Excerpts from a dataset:
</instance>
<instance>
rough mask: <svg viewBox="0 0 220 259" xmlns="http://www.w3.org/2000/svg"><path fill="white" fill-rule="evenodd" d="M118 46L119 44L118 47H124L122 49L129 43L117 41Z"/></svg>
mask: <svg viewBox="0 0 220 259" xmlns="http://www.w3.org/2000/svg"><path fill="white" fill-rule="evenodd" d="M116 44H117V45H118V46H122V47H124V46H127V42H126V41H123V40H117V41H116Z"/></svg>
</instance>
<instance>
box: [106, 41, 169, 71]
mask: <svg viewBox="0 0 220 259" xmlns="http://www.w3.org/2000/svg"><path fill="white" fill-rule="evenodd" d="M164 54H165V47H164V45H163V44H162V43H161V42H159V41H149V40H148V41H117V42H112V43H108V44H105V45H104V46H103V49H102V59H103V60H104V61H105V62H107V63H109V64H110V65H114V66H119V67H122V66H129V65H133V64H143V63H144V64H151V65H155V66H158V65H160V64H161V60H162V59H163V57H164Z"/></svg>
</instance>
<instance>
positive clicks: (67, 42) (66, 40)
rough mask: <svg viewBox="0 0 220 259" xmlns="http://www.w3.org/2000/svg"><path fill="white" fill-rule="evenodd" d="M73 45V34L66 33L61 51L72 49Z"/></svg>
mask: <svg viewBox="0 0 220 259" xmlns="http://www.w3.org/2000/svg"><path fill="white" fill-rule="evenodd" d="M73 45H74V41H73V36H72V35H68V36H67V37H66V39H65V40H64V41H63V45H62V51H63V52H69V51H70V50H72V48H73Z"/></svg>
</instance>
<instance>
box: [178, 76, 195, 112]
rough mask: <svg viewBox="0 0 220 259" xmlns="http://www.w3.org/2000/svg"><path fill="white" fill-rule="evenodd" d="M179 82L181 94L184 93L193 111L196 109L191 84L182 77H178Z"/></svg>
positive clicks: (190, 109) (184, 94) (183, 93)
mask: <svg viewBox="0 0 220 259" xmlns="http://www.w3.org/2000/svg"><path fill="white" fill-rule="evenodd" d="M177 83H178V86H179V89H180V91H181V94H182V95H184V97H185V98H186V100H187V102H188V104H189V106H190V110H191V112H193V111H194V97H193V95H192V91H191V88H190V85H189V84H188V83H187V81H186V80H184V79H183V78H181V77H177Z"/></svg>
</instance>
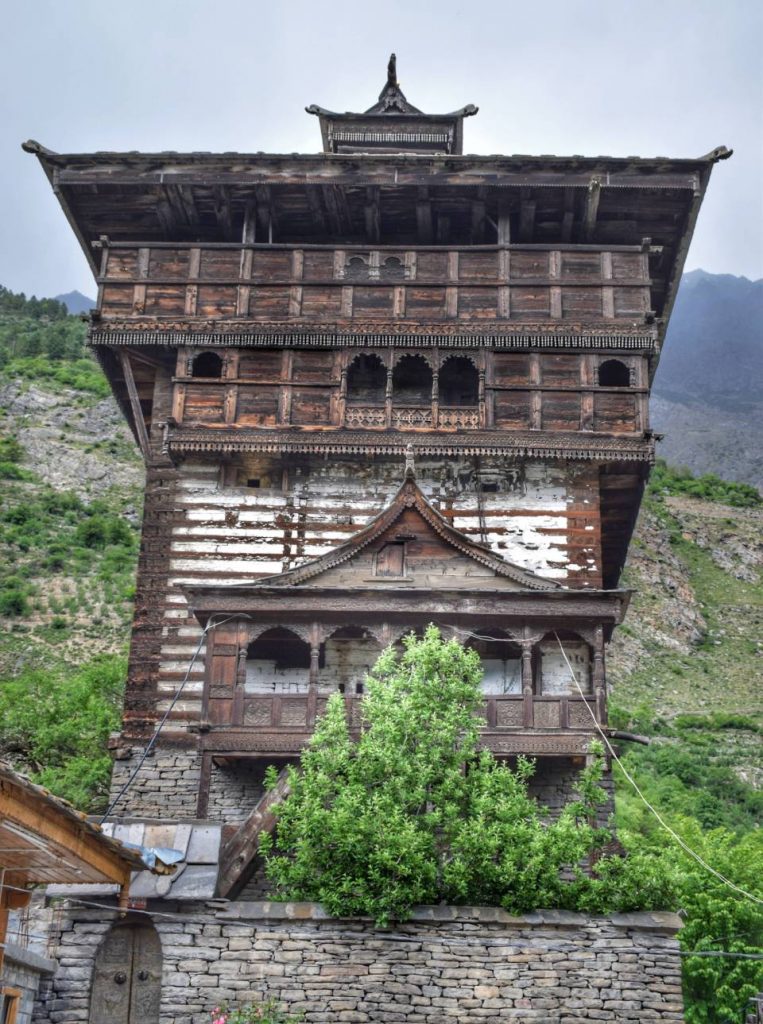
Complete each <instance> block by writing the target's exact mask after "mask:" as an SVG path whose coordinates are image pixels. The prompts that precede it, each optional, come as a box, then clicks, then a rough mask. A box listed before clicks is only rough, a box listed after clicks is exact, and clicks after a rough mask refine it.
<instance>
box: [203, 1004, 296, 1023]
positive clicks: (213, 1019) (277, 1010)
mask: <svg viewBox="0 0 763 1024" xmlns="http://www.w3.org/2000/svg"><path fill="white" fill-rule="evenodd" d="M301 1020H302V1014H288V1013H287V1012H286V1011H285V1010H283V1009H282V1008H281V1007H280V1006H279V1004H278V1000H277V999H265V1001H264V1002H248V1004H247V1005H246V1006H244V1007H237V1008H235V1009H232V1010H231V1009H230V1008H229V1007H228V1006H222V1007H215V1009H214V1010H213V1011H212V1024H299V1022H300V1021H301Z"/></svg>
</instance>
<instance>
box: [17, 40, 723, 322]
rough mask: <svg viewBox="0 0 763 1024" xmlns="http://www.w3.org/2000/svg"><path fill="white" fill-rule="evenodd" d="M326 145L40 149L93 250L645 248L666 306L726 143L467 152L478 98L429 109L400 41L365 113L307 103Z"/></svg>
mask: <svg viewBox="0 0 763 1024" xmlns="http://www.w3.org/2000/svg"><path fill="white" fill-rule="evenodd" d="M307 110H308V112H309V113H311V114H315V115H317V116H319V118H320V120H321V126H322V134H323V142H324V152H323V153H321V154H317V155H302V154H288V155H287V154H264V153H254V154H243V153H222V154H212V153H172V152H164V153H92V154H58V153H53V152H51V151H50V150H47V148H45V146H43V145H41V144H40V143H39V142H35V141H29V142H25V143H24V148H25V150H26V151H27V152H28V153H33V154H35V155H36V156H37V157H38V159H39V160H40V163H41V164H42V166H43V169H44V170H45V173H46V174H47V176H48V178H49V180H50V183H51V185H52V186H53V189H54V191H55V194H56V196H57V197H58V200H59V202H60V204H61V206H62V208H63V211H65V213H66V215H67V217H68V218H69V220H70V223H71V224H72V227H73V228H74V230H75V232H76V234H77V237H78V239H79V241H80V244H81V245H82V248H83V250H84V251H85V254H86V256H87V258H88V260H89V262H90V266H91V267H92V270H93V273H95V274H96V275H97V273H98V257H97V253H96V252H95V251H94V248H93V247H94V244H97V243H98V241H99V240H100V239H101V237H107V238H108V239H109V240H110V241H111V242H125V243H144V244H155V243H159V244H161V243H167V242H186V243H194V242H198V243H200V244H202V245H205V244H213V243H239V244H241V243H242V242H243V243H245V244H255V245H259V244H265V245H270V244H286V245H298V246H304V245H313V244H314V245H321V244H325V245H333V246H337V245H339V246H345V245H347V246H372V247H376V246H384V245H391V246H407V247H410V246H425V245H442V246H464V245H496V244H498V245H502V246H504V245H511V244H520V245H523V246H526V245H535V244H539V245H545V246H549V245H550V246H555V245H561V246H564V245H570V244H571V245H578V244H587V245H594V246H602V247H606V246H619V245H626V246H634V245H635V246H642V245H643V244H644V240H649V242H648V244H649V246H650V259H649V270H650V274H651V276H652V303H653V309H654V311H655V312H656V314H658V315H660V316H665V315H667V314H668V313H669V312H670V308H671V305H672V302H673V299H674V297H675V291H676V285H677V281H678V279H679V276H680V272H681V269H682V266H683V260H684V257H685V254H686V250H687V249H688V243H689V241H690V238H691V232H692V230H693V225H694V220H695V218H696V215H697V213H698V209H700V205H701V203H702V199H703V196H704V193H705V189H706V187H707V184H708V180H709V177H710V172H711V169H712V167H713V165H714V164H715V163H716V162H717V161H719V160H725V159H726V158H727V157H729V156H730V151H728V150H727V148H726V147H725V146H719V147H718V148H716V150H713V151H712V152H710V153H708V154H707V155H706V156H704V157H698V158H696V159H670V158H666V157H655V158H648V159H644V158H639V157H582V156H571V157H559V156H539V157H532V156H524V155H515V156H471V155H466V156H464V155H462V128H463V120H464V118H466V117H469V116H470V115H472V114H475V113H476V108H475V106H473V105H471V104H470V105H467V106H465V108H463V109H462V110H460V111H456V112H454V113H452V114H441V115H432V114H423V113H422V112H421V111H419V110H418V109H417V108H416V106H414V105H413V104H411V103H410V102H409V101H408V99H407V98H406V96H405V95H404V93H402V91H401V89H400V87H399V84H398V82H397V76H396V65H395V60H394V54H393V55H392V58H391V59H390V63H389V67H388V70H387V82H386V84H385V86H384V88H383V89H382V91H381V94H380V96H379V100H378V102H377V103H375V104H374V105H373V106H371V108H370V109H369V110H367V111H366V112H365V113H362V114H351V113H346V114H337V113H332V112H331V111H326V110H324V109H323V108H320V106H314V105H313V106H308V108H307Z"/></svg>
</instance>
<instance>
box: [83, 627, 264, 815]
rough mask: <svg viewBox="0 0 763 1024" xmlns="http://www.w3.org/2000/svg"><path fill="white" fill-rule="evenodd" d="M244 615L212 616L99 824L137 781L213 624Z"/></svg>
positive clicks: (177, 699)
mask: <svg viewBox="0 0 763 1024" xmlns="http://www.w3.org/2000/svg"><path fill="white" fill-rule="evenodd" d="M243 617H249V616H248V615H228V616H227V618H223V620H222V622H219V621H218V620H216V618H214V617H213V618H210V621H209V622H208V623H207V625H206V626H205V627H204V629H203V630H202V635H201V636H200V637H199V643H198V644H197V647H196V650H195V651H194V656H193V657H192V658H190V662H189V664H188V668H187V669H186V671H185V675H184V676H183V679H182V682H181V683H180V685H179V686H178V688H177V690H176V691H175V695H174V696H173V697H172V700H171V701H170V703H169V707H168V708H167V710H166V711H165V713H164V715H163V716H162V718H161V720H160V722H159V725H158V726H157V728H156V730H155V732H154V735H153V736H152V737H151V739H150V740H149V742H147V743H146V745H145V749H144V750H143V753H142V754H141V755H140V759H139V760H138V763H137V764H136V765H135V767H134V768H133V770H132V772H131V773H130V775H129V777H128V779H127V781H126V782H125V784H124V785H123V786H122V788H121V790H120V791H119V793H118V794H117V796H116V797H115V798H114V800H113V801H112V802H111V804H110V805H109V807H108V808H107V809H105V811H104V812H103V816H102V817H101V819H100V822H99V824H101V825H102V824H103V822H104V821H105V819H107V818H108V817H109V815H110V814H111V813H112V812H113V811H114V808H115V807H116V806H117V805H118V804H119V802H120V801H121V800H122V798H123V797H124V796H125V794H126V793H127V791H128V790H129V788H130V786H131V785H132V783H133V782H134V781H135V777H136V775H137V773H138V772H139V771H140V769H141V768H142V767H143V763H144V761H145V759H146V758H147V757H149V755H150V754H151V752H152V751H153V750H154V746H155V745H156V742H157V740H158V739H159V736H160V733H161V732H162V729H163V728H164V725H165V722H166V721H167V719H168V718H169V717H170V714H171V713H172V710H173V708H174V707H175V705H176V703H177V701H178V700H179V699H180V694H181V693H182V691H183V689H184V687H185V684H186V683H187V681H188V679H189V677H190V673H192V672H193V671H194V666H195V665H196V660H197V658H198V657H199V654H200V652H201V649H202V647H203V646H204V641H205V639H206V636H207V633H209V631H210V630H211V629H212V627H213V626H222V625H224V623H229V622H230V620H231V618H243Z"/></svg>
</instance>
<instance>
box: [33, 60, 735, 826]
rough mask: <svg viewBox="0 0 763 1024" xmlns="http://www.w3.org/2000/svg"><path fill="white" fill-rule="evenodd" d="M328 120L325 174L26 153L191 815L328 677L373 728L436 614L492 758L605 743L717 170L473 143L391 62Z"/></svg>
mask: <svg viewBox="0 0 763 1024" xmlns="http://www.w3.org/2000/svg"><path fill="white" fill-rule="evenodd" d="M308 111H309V112H310V113H312V114H315V115H317V116H319V118H320V121H321V127H322V136H323V143H324V152H323V153H322V154H319V155H315V156H300V155H291V156H278V155H263V154H257V155H246V154H243V155H238V154H225V155H219V156H218V155H211V154H169V153H166V154H94V155H67V156H63V155H57V154H52V153H50V152H49V151H47V150H44V148H43V147H42V146H40V145H39V144H37V143H27V145H26V148H27V150H28V151H29V152H33V153H36V154H37V156H38V157H39V159H40V161H41V163H42V166H43V168H44V169H45V172H46V173H47V175H48V177H49V178H50V180H51V183H52V184H53V186H54V188H55V190H56V195H57V196H58V198H59V200H60V202H61V205H62V207H63V209H65V212H66V213H67V215H68V217H69V219H70V222H71V223H72V225H73V227H74V229H75V231H76V233H77V236H78V238H79V240H80V242H81V243H82V245H83V248H84V250H85V252H86V254H87V256H88V259H89V260H90V263H91V266H92V268H93V271H94V273H95V274H96V278H97V282H98V305H97V309H96V310H95V311H94V312H93V314H92V322H91V326H90V341H91V344H92V345H93V348H94V351H95V353H96V355H97V357H98V358H99V359H100V361H101V364H102V366H103V368H104V370H105V372H107V374H108V376H109V378H110V380H111V382H112V386H113V388H114V391H115V394H116V396H117V398H118V400H119V401H120V403H121V406H122V409H123V410H124V412H125V415H126V417H127V419H128V421H129V422H130V424H131V427H132V429H133V431H134V434H135V437H136V440H137V441H138V443H139V444H140V447H141V451H142V453H143V456H144V458H145V462H146V467H147V483H146V504H145V520H144V526H143V543H142V550H141V559H140V568H139V575H138V584H137V598H136V614H135V625H134V633H133V645H132V654H131V664H130V679H129V683H128V691H127V699H126V709H125V720H124V733H123V741H124V743H125V744H129V743H139V742H141V741H143V740H144V739H145V738H146V737H149V736H151V735H152V733H153V731H154V729H155V727H156V723H157V721H158V719H159V718H160V717H161V716H162V715H163V714H164V713H166V712H169V715H168V720H167V724H166V726H165V729H164V732H163V734H162V739H161V740H160V744H159V745H160V749H161V748H162V746H163V745H164V746H165V748H168V749H169V748H172V749H177V750H185V751H189V752H192V753H193V754H194V755H195V756H196V757H197V758H198V759H199V763H200V764H201V769H200V774H199V786H198V794H197V798H198V799H197V804H196V807H195V810H196V812H197V813H198V814H200V815H202V816H206V815H210V816H214V814H215V809H214V807H213V806H212V805H211V804H210V799H211V798H210V792H211V790H210V786H211V780H212V779H213V776H214V773H215V771H216V770H217V769H218V768H219V767H221V766H223V767H226V770H228V769H230V768H231V766H232V770H236V766H237V765H244V764H251V762H252V761H258V760H260V761H261V760H267V759H270V760H272V759H277V760H282V761H283V760H289V759H293V758H296V757H297V756H298V755H299V752H300V750H301V749H302V746H303V745H304V743H305V742H306V741H307V739H308V737H309V735H310V733H311V730H312V728H313V726H314V722H315V719H316V717H317V716H319V715H320V714H321V711H322V709H323V707H324V706H325V702H326V699H327V698H328V694H329V693H330V692H332V691H334V690H336V689H339V690H341V691H342V692H343V693H344V695H345V700H346V706H347V714H348V718H349V721H350V723H351V724H352V726H353V727H358V726H359V723H361V714H362V712H361V709H362V702H363V692H362V687H363V683H362V680H363V674H364V669H365V668H368V666H369V664H373V660H374V657H375V652H376V653H378V651H379V650H380V649H381V648H382V647H383V646H384V645H386V644H389V643H394V642H397V641H398V640H399V638H400V636H401V635H404V634H405V633H406V632H410V631H411V630H412V629H413V630H420V629H423V628H424V627H425V626H426V625H427V624H428V623H429V622H435V623H437V624H438V625H439V626H440V627H441V628H442V629H443V630H444V631H446V632H453V633H454V634H455V635H457V636H460V637H461V638H463V639H464V640H465V641H466V642H468V643H471V644H472V645H474V646H476V647H477V649H478V650H479V652H480V657H482V662H483V665H484V680H485V682H484V689H485V696H484V709H483V715H484V730H483V737H484V742H485V744H486V745H489V746H490V748H491V749H492V750H494V751H495V752H496V753H497V754H500V755H502V756H507V757H510V756H514V755H517V754H527V755H536V756H538V757H540V758H556V759H561V758H566V759H570V758H571V759H580V758H582V757H585V754H586V751H587V750H588V745H589V743H590V740H591V739H592V738H593V736H594V735H595V733H596V728H597V727H601V728H606V679H605V645H606V642H607V640H608V639H609V637H610V635H611V631H612V629H613V628H614V627H616V626H617V625H618V624H619V623H620V622H621V620H622V617H623V614H624V612H625V609H626V606H627V603H628V595H627V593H625V592H623V591H620V590H618V584H619V578H620V572H621V569H622V566H623V563H624V560H625V555H626V551H627V547H628V542H629V539H630V535H631V531H632V528H633V523H634V520H635V516H636V513H637V510H638V504H639V501H640V497H641V493H642V489H643V485H644V482H645V480H646V477H647V475H648V471H649V466H650V464H651V462H652V461H653V453H654V439H653V436H652V434H651V431H650V429H649V422H648V404H647V399H648V393H649V386H650V383H651V380H652V378H653V374H654V370H655V368H656V364H658V359H659V354H660V349H661V346H662V343H663V341H664V338H665V330H666V325H667V321H668V317H669V315H670V311H671V308H672V305H673V302H674V300H675V295H676V290H677V286H678V281H679V280H680V273H681V268H682V265H683V260H684V258H685V255H686V251H687V247H688V244H689V240H690V237H691V232H692V229H693V224H694V221H695V218H696V215H697V213H698V208H700V204H701V202H702V199H703V196H704V193H705V189H706V187H707V184H708V180H709V177H710V173H711V169H712V167H713V165H714V164H715V163H716V162H717V161H718V160H723V159H725V158H726V157H727V156H729V153H728V151H726V150H725V148H723V147H721V148H719V150H716V151H713V152H712V153H711V154H708V155H707V156H706V157H703V158H700V159H696V160H668V159H663V158H659V159H654V160H642V159H635V158H627V159H620V158H606V157H600V158H582V157H573V158H561V157H538V158H532V157H474V156H463V155H462V154H463V137H462V133H463V120H464V118H465V117H468V116H470V115H471V114H474V113H476V109H474V108H471V106H467V108H464V109H463V110H462V111H458V112H455V113H454V114H451V115H437V116H431V115H425V114H422V113H421V112H420V111H418V110H417V109H416V108H414V106H412V105H411V104H410V103H409V102H408V100H407V99H406V97H405V96H404V95H402V93H401V92H400V90H399V86H398V85H397V82H396V73H395V69H394V61H392V63H391V65H390V69H389V73H388V79H387V83H386V85H385V87H384V89H383V90H382V93H381V95H380V98H379V102H378V103H377V104H375V105H374V106H373V108H371V110H370V111H367V112H366V113H365V114H357V115H355V114H345V115H337V114H332V113H331V112H328V111H325V110H323V109H322V108H308ZM201 628H204V629H205V630H206V633H205V635H204V637H202V638H201V655H200V657H199V659H198V660H195V662H192V655H193V654H194V649H195V647H196V646H197V644H199V643H200V629H201ZM560 645H561V646H562V647H564V650H565V652H566V653H567V654H568V656H569V659H570V663H571V664H574V666H575V672H576V680H571V679H570V678H569V672H568V669H566V668H565V665H564V664H562V663H561V662H560V660H559V658H560V654H559V646H560ZM189 666H190V668H189ZM183 680H185V685H186V689H185V691H184V693H183V694H182V699H177V690H178V687H179V686H180V685H181V683H183Z"/></svg>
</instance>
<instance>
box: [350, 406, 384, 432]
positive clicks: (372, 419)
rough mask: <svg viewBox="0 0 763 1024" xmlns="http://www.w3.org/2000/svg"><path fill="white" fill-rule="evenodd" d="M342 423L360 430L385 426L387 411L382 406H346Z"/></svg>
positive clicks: (367, 429) (364, 429) (353, 428)
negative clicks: (343, 417)
mask: <svg viewBox="0 0 763 1024" xmlns="http://www.w3.org/2000/svg"><path fill="white" fill-rule="evenodd" d="M344 425H345V427H350V428H353V429H362V430H368V429H369V428H374V427H386V425H387V412H386V410H385V409H384V407H383V406H382V407H379V406H365V407H364V406H347V409H346V410H345V413H344Z"/></svg>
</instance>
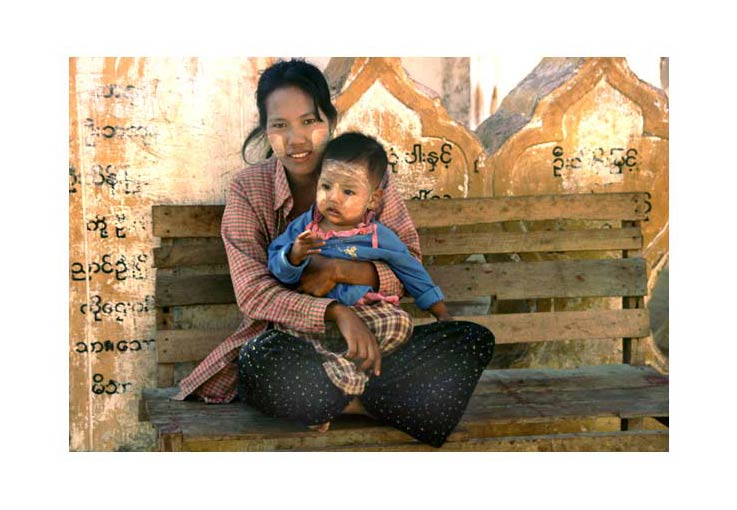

What the exercise asks:
Quote the records above exactly, from the first line through the line containing "box: [203, 1004, 296, 1023]", and leave out the pictures.

Solution to this problem:
</instance>
<instance>
rough mask: <svg viewBox="0 0 220 259" xmlns="http://www.w3.org/2000/svg"><path fill="white" fill-rule="evenodd" d="M118 46L119 44L118 47H124L122 49L129 43L117 41Z"/></svg>
mask: <svg viewBox="0 0 220 259" xmlns="http://www.w3.org/2000/svg"><path fill="white" fill-rule="evenodd" d="M116 44H117V45H118V46H122V47H124V46H127V42H126V41H123V40H117V41H116Z"/></svg>
</instance>
<instance>
box: [106, 41, 169, 71]
mask: <svg viewBox="0 0 220 259" xmlns="http://www.w3.org/2000/svg"><path fill="white" fill-rule="evenodd" d="M164 54H165V47H164V45H163V44H162V43H161V42H159V41H149V40H148V41H117V42H112V43H108V44H105V45H104V46H103V49H102V59H103V60H104V61H105V62H107V63H109V64H110V65H114V66H119V67H122V66H129V65H133V64H143V63H144V64H151V65H155V66H158V65H160V64H161V60H162V59H163V57H164Z"/></svg>
</instance>
<instance>
positive clicks: (67, 42) (66, 40)
rough mask: <svg viewBox="0 0 220 259" xmlns="http://www.w3.org/2000/svg"><path fill="white" fill-rule="evenodd" d="M73 45V34L66 33L61 51L72 49Z"/></svg>
mask: <svg viewBox="0 0 220 259" xmlns="http://www.w3.org/2000/svg"><path fill="white" fill-rule="evenodd" d="M73 45H74V41H73V36H72V35H68V36H67V37H66V39H65V40H64V41H63V45H62V51H63V52H69V51H70V50H72V48H73Z"/></svg>
</instance>
<instance>
box: [178, 76, 195, 112]
rough mask: <svg viewBox="0 0 220 259" xmlns="http://www.w3.org/2000/svg"><path fill="white" fill-rule="evenodd" d="M179 82L181 94L184 93L193 111L196 109L191 84L182 77H178Z"/></svg>
positive clicks: (190, 109) (184, 94) (183, 93)
mask: <svg viewBox="0 0 220 259" xmlns="http://www.w3.org/2000/svg"><path fill="white" fill-rule="evenodd" d="M177 83H178V86H179V89H180V91H181V94H182V95H184V97H185V98H186V100H187V102H188V104H189V106H190V110H191V112H193V111H194V97H193V95H192V91H191V88H190V85H189V84H188V83H187V81H186V80H184V79H183V78H181V77H177Z"/></svg>
</instance>
Complete each <instance> block by writing the target's exact mask after "mask:" as an SVG path whose coordinates are image pixels. The prompts that precede it, each optional, come as a box, then clicks, then a rough mask. A box listed before clicks is only rough, a box listed after clicks is exact, and clicks after a rough mask refine it.
<instance>
box: [203, 1004, 296, 1023]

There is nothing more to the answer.